===== PAGE TEXT
# SWISSIMAGE loader

1) [Production of extents](#production-of-extents) \
    1.1) [Loading and data visualization](#loading-and-data-visualization) \
    1.2) [Add flight_year to points](#add-flight_year-to-points) \
    1.2) [Add flight_year to merged polygons](#add-flight_year-to-merged-polygons) 
2) [Processing of extents](#processing-of-extents) \
    2.1) [Binarization of masks](#binarization-of-masks) \
    2.2) [Splitting images into 512x512 subset](#splitting-images-into-512x512-subset) \
    2.3) [Remove tiles that don't contain landslides](#remove-tiles-that-dont-contain-landslides) \
    2.4) [Sort into subfolders](#sort-into-subfolders)
==========
WHAT TO WORK ON ▸
A. Answer these about the SWISSIMAGE loader page, one line each:
(i) What is the page's main heading?
(ii) Into what size of subset are images split?
(iii) Under which numbered section does "Binarization of masks" fall?
B. Please write out the SWISSIMAGE loader page starting with "2) [Processing of" and going on through "[Sort into subfolders](#sort-into-subfolders)", swapping "landslides" for "rockfalls".
===== DATA EXTRACT
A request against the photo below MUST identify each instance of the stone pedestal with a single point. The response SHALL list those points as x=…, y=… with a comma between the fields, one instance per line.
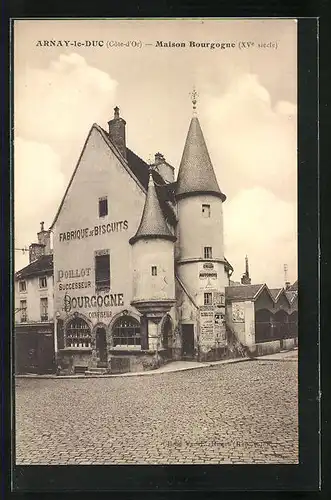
x=153, y=312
==========
TASK-BY-TASK OUTPUTS ▸
A.
(i) SWISSIMAGE loader
(ii) 512x512
(iii) 2) Processing of extents

B.
2) [Processing of extents](#processing-of-extents) \
    2.1) [Binarization of masks](#binarization-of-masks) \
    2.2) [Splitting images into 512x512 subset](#splitting-images-into-512x512-subset) \
    2.3) [Remove tiles that don't contain rockfalls](#remove-tiles-that-dont-contain-rockfalls) \
    2.4) [Sort into subfolders](#sort-into-subfolders)